Rows from a dataset
start
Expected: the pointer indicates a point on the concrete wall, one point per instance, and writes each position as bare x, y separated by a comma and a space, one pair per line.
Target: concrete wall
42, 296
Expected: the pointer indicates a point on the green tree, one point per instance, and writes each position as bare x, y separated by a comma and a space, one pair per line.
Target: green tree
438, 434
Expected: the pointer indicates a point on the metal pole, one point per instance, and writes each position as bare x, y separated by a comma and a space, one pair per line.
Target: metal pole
end
** Required task **
Rewrite the lines above, changing every "Target" to "Object" and leaving everything else the same.

** Correct response **
Expected: the pointer indicates a point on the concrete wall, one point per instance, and writes each position as bare x, y separated by a comma and a space, one pair per line.
Object: concrete wall
42, 296
Expected: the pointer indicates a point on the green tree, one point per instance, and writes each position as bare x, y separated by a comma and a space, one pair per line.
Object: green tree
438, 434
Expected: the pointer indicates a point on the metal pole, one point per instance, and writes each position as bare x, y separated by a comma and a space, one pair per line.
Object: metal pole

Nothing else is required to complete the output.